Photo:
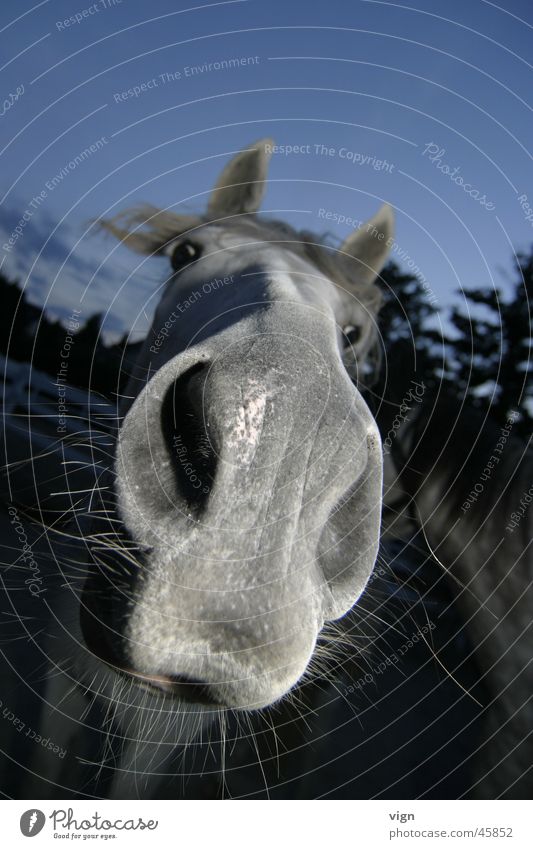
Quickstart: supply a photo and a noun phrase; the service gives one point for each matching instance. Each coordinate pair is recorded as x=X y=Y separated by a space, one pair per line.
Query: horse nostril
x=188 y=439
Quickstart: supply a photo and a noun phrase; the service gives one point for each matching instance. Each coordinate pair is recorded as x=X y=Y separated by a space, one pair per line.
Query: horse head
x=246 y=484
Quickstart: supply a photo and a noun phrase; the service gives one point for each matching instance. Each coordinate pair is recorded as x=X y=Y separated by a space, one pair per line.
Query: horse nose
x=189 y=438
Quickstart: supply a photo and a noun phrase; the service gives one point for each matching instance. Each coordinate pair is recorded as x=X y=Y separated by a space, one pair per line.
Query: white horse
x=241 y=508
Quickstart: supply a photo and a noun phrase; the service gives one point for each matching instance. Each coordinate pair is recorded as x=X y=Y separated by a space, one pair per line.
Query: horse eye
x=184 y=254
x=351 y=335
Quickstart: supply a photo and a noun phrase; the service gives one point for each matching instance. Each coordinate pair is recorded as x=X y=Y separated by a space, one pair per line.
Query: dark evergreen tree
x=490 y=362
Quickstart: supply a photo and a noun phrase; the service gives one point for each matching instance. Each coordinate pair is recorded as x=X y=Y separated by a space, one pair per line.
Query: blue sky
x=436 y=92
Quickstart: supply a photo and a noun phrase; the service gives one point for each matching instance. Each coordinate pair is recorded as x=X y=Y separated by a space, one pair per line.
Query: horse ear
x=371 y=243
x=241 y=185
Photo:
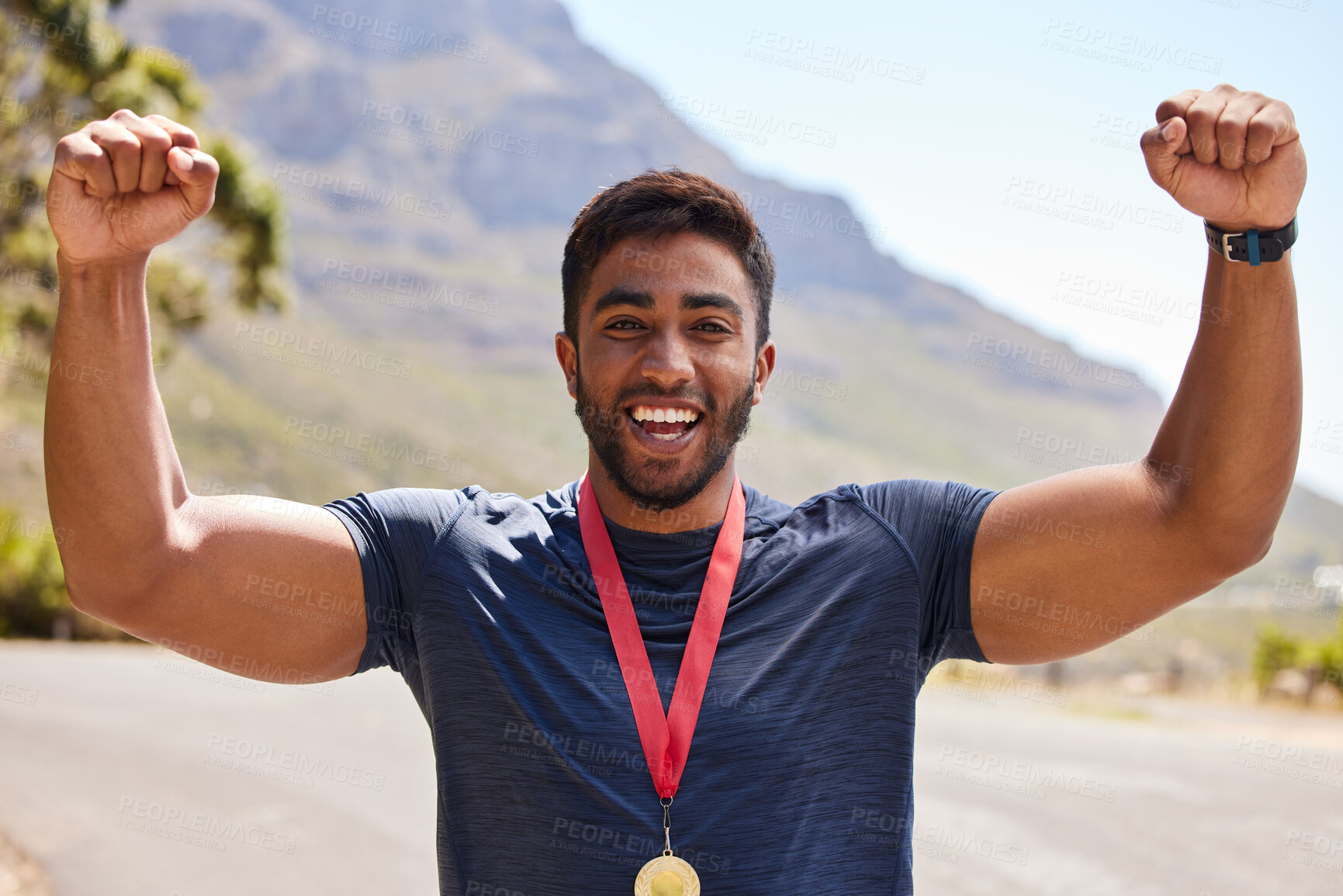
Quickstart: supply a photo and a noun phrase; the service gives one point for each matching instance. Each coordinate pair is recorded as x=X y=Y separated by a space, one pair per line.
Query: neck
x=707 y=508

▶ **What is expected**: Count the lines in the rows above that contain the string "Query". Reply with the number alone.

▶ **Finished exercise**: 9